Please print the records below word for word.

### Items from a dataset
= Beginning of Section =
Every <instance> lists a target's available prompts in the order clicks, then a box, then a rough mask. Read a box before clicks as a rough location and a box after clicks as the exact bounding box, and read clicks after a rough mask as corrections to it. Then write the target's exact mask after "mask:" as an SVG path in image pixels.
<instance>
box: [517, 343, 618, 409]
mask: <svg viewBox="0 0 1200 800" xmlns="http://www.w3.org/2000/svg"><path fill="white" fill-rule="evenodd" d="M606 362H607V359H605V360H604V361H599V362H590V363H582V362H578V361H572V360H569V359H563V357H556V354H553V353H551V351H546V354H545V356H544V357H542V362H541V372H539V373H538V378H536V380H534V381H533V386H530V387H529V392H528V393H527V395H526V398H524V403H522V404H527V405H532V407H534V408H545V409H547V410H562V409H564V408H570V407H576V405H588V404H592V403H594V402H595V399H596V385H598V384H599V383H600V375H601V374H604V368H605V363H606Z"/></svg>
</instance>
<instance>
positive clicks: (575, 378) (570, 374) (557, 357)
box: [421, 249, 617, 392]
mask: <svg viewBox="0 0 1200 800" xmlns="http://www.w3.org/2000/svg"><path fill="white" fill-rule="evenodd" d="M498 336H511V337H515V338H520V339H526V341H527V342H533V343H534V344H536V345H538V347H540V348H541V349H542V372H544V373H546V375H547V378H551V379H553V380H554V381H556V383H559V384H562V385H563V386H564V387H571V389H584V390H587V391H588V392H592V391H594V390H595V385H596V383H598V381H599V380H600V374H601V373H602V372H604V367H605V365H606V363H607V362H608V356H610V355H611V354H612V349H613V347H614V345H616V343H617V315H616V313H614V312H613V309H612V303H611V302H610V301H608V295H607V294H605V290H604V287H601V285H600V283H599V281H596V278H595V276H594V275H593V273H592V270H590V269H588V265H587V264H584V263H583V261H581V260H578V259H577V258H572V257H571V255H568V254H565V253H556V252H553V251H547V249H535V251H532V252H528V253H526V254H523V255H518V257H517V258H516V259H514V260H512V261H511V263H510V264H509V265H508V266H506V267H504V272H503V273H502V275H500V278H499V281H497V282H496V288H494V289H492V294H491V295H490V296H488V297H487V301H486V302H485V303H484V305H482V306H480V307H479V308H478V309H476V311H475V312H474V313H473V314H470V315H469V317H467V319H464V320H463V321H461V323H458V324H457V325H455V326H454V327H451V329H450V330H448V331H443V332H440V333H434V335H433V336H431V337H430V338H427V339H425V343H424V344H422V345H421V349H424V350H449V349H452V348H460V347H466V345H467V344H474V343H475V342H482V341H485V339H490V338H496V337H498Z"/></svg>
= End of Section =
### Exercise response
Every <instance> lists a target's available prompts in the order clicks, then a box, then a rough mask. Read a box before clicks as a rough location and a box after clicks as the exact bounding box, and read clicks after a rough mask as corrections to it. Then write the target's exact mask after "mask:" as an SVG path in image pixels.
<instance>
box: [517, 343, 618, 409]
mask: <svg viewBox="0 0 1200 800" xmlns="http://www.w3.org/2000/svg"><path fill="white" fill-rule="evenodd" d="M606 362H607V359H605V360H604V361H599V362H590V363H582V362H578V361H572V360H569V359H563V357H556V354H553V353H551V351H546V354H545V356H544V357H542V362H541V372H539V373H538V378H536V380H534V381H533V386H530V387H529V392H528V393H527V395H526V398H524V403H522V404H527V405H532V407H534V408H545V409H547V410H562V409H564V408H570V407H576V405H588V404H592V403H594V402H595V399H596V385H598V384H599V383H600V375H601V374H604V368H605V363H606Z"/></svg>
</instance>
<instance>
positive clicks: (575, 378) (570, 374) (557, 357)
box: [421, 249, 617, 392]
mask: <svg viewBox="0 0 1200 800" xmlns="http://www.w3.org/2000/svg"><path fill="white" fill-rule="evenodd" d="M498 336H511V337H515V338H520V339H526V341H527V342H533V343H534V344H536V345H538V347H540V348H541V349H542V372H544V373H546V375H547V378H551V379H553V380H554V381H556V383H559V384H562V385H563V386H564V387H571V389H584V390H587V391H588V392H592V391H594V390H595V385H596V383H598V381H599V380H600V374H601V373H602V372H604V367H605V365H606V363H607V362H608V356H610V355H611V354H612V349H613V347H614V345H616V343H617V315H616V313H614V312H613V309H612V303H611V302H610V301H608V295H607V294H605V290H604V287H601V285H600V283H599V281H596V278H595V276H594V275H593V273H592V270H590V269H588V265H587V264H584V263H583V261H581V260H578V259H577V258H572V257H571V255H568V254H565V253H556V252H553V251H547V249H535V251H532V252H528V253H526V254H523V255H518V257H517V258H516V259H514V260H512V261H511V263H510V264H509V265H508V266H506V267H504V272H503V273H502V275H500V278H499V281H497V282H496V288H494V289H492V294H491V295H490V296H488V297H487V301H486V302H485V303H484V305H482V306H480V307H479V308H478V309H476V311H475V312H474V313H473V314H470V315H469V317H467V319H464V320H463V321H461V323H458V324H457V325H455V326H454V327H451V329H450V330H448V331H443V332H440V333H434V335H433V336H431V337H430V338H427V339H425V343H424V344H422V345H421V349H424V350H449V349H452V348H460V347H466V345H467V344H474V343H475V342H482V341H485V339H490V338H496V337H498Z"/></svg>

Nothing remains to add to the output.